_Your instructions_:
From the entries below, retype only the lines from the one with "Target: brown curly hair" through the one with "One point per instance, each like (560, 173).", exactly as written.

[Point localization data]
--------

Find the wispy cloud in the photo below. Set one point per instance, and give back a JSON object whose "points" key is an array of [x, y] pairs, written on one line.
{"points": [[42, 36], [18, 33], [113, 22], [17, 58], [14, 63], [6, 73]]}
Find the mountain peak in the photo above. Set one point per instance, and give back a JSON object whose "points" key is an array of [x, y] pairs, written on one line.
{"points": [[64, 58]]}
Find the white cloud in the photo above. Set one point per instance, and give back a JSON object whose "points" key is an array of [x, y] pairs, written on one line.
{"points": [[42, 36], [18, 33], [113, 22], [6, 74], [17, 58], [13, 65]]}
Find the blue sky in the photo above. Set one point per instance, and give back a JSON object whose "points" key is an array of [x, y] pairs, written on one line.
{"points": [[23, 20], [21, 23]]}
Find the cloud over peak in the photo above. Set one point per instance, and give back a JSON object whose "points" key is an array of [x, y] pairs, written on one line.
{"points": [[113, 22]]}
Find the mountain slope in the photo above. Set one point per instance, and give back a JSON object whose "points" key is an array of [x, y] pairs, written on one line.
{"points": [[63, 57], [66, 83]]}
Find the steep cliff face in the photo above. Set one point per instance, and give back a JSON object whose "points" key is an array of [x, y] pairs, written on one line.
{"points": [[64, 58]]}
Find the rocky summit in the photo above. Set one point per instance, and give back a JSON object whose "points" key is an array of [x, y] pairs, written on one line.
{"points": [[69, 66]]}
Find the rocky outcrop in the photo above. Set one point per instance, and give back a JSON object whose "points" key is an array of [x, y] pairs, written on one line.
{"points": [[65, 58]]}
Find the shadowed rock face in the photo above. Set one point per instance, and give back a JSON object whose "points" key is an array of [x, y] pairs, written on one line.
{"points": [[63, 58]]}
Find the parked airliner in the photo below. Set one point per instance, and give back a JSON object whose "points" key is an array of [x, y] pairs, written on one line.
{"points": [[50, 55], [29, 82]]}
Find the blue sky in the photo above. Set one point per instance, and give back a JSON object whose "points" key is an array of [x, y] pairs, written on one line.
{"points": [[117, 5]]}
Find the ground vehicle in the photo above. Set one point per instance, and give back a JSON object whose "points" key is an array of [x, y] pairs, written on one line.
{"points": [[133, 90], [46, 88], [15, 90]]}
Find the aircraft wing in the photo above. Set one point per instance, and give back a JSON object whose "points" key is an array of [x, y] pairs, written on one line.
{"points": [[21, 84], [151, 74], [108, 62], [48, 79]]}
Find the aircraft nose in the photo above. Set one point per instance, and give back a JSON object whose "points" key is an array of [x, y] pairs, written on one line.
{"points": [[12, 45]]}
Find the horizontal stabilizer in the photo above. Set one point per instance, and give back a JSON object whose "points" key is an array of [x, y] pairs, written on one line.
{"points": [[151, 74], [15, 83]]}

--------

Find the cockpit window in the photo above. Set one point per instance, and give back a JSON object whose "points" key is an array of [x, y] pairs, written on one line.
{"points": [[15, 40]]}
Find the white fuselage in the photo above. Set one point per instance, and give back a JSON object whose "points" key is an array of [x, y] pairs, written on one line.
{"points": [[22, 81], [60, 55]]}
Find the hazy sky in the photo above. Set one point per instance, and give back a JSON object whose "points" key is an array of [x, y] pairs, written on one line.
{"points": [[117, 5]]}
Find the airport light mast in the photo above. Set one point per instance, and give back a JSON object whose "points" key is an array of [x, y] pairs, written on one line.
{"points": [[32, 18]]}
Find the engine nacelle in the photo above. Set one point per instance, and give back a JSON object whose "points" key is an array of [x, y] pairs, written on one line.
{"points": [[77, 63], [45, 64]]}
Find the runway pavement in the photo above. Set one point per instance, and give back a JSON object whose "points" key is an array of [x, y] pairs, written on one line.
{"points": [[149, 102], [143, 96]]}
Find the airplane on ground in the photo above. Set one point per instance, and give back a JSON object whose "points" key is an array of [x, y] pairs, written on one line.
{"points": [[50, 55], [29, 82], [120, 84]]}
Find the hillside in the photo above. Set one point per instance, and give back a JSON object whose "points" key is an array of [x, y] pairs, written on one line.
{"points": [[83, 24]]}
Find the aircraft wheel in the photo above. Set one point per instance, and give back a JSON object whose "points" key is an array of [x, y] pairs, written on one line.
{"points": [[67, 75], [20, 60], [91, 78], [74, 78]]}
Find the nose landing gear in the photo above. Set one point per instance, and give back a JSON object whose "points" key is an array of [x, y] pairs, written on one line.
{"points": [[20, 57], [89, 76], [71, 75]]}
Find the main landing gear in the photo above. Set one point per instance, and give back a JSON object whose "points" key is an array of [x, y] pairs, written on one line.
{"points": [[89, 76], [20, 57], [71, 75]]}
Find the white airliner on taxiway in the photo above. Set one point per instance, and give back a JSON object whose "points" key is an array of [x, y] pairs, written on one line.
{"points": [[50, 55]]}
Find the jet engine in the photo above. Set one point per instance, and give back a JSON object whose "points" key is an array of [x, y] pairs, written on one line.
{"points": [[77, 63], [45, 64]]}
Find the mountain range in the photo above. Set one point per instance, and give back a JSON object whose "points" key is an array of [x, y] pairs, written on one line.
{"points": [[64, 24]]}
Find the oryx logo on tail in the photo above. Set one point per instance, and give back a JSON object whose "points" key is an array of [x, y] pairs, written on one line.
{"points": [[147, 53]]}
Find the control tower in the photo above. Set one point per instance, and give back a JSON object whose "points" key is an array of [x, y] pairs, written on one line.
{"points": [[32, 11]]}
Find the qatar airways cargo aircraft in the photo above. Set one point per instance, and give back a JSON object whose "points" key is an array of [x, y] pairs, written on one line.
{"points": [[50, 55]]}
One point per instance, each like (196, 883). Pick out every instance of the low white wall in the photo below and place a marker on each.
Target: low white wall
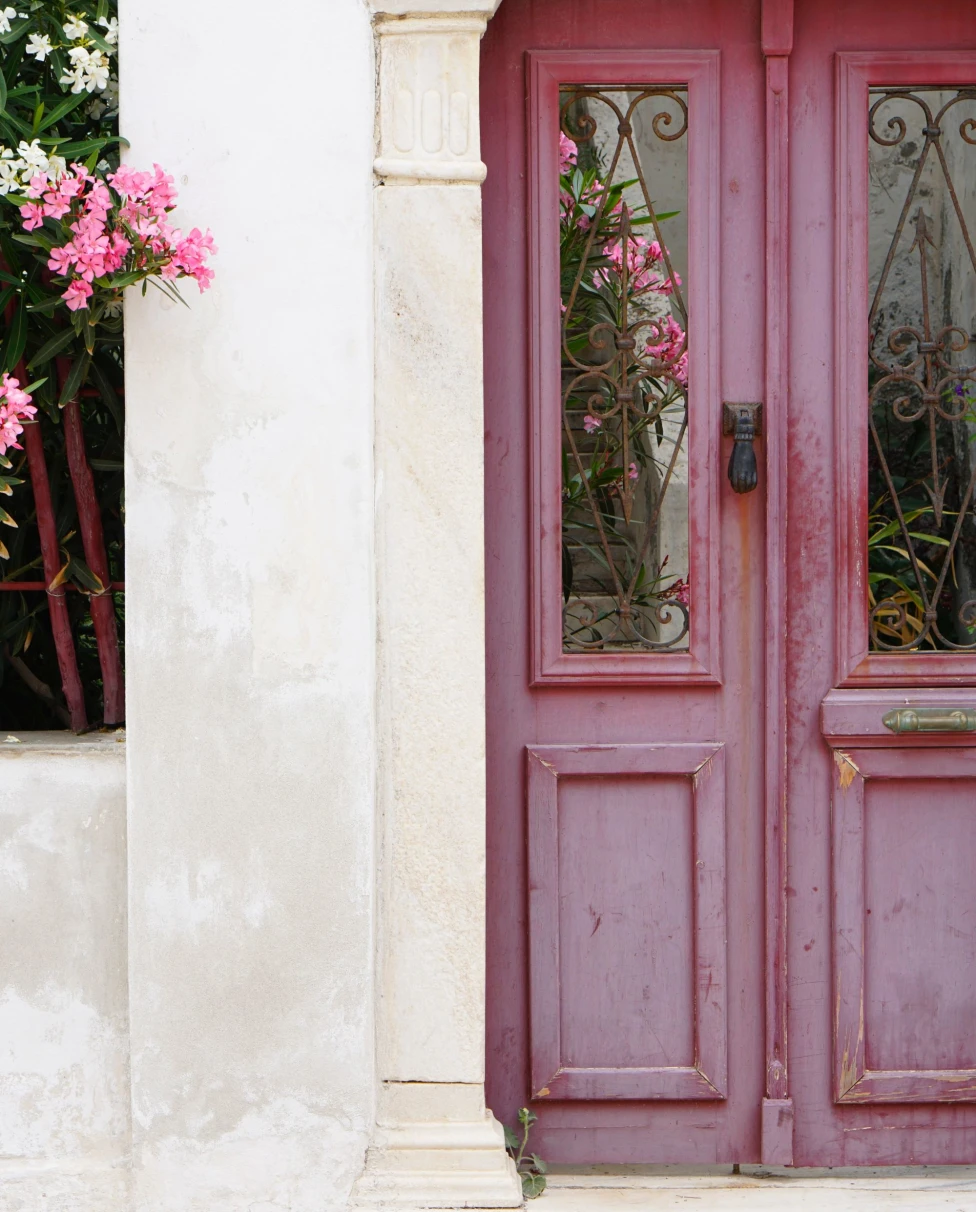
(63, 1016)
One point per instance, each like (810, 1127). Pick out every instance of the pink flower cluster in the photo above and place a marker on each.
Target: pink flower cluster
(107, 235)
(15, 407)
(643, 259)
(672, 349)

--------

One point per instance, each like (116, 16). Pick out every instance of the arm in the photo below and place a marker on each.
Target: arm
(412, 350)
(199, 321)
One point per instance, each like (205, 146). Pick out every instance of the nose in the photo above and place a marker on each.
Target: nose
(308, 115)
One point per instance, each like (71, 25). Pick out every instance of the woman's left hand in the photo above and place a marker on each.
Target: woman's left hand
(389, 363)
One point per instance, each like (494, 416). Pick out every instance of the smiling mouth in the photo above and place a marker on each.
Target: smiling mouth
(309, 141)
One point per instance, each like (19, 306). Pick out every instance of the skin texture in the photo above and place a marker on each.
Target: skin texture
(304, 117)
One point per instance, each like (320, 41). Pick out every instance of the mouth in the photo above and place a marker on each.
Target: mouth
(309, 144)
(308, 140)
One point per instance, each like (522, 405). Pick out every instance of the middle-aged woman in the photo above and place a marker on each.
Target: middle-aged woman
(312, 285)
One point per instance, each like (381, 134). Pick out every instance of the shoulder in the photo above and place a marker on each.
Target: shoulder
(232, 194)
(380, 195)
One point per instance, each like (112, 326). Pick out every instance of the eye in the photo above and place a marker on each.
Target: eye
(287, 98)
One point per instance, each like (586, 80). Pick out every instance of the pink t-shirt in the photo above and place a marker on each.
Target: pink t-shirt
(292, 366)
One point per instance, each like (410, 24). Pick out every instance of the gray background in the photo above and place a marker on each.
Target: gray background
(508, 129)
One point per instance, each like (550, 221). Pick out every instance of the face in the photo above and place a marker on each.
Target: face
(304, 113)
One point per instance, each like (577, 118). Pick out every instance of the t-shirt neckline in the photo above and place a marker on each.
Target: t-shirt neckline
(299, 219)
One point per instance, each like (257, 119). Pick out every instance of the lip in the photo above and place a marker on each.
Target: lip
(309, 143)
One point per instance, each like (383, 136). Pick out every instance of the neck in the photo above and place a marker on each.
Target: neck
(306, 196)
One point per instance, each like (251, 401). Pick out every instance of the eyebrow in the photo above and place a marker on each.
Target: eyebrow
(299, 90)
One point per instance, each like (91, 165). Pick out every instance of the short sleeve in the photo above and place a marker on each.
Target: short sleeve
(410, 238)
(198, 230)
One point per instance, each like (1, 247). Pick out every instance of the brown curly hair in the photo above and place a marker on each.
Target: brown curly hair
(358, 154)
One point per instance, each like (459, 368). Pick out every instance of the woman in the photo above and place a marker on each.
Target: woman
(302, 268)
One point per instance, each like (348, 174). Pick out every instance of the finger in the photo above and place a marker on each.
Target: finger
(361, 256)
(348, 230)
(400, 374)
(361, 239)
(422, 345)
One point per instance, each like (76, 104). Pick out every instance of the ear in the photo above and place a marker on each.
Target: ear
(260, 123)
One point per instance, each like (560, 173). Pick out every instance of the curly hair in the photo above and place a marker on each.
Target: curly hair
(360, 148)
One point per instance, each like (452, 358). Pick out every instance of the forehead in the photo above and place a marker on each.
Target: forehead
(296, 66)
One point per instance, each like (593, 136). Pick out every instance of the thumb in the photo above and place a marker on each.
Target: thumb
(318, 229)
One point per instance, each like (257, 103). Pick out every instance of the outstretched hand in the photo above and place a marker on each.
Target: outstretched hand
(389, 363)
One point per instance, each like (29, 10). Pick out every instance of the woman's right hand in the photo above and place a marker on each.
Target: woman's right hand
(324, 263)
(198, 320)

--------

_Written reply_:
Target: brown curly hair
(358, 154)
One point per instance, each like (459, 368). Pick out every instance of the woman in the photo above and place a marker on each.
Target: woman
(302, 268)
One point per instance, each like (348, 174). Pick out every instance of the finger in the photo above and place a marker on each.
Target: finger
(361, 256)
(348, 230)
(400, 374)
(361, 239)
(422, 345)
One point per instance, each like (76, 104). Pick out every instance of the ear in the photo above and place a marker on each.
Target: ear
(260, 123)
One point per instance, each like (560, 173). Pick out every instance of the curly hair in the photo above and place a marker on each.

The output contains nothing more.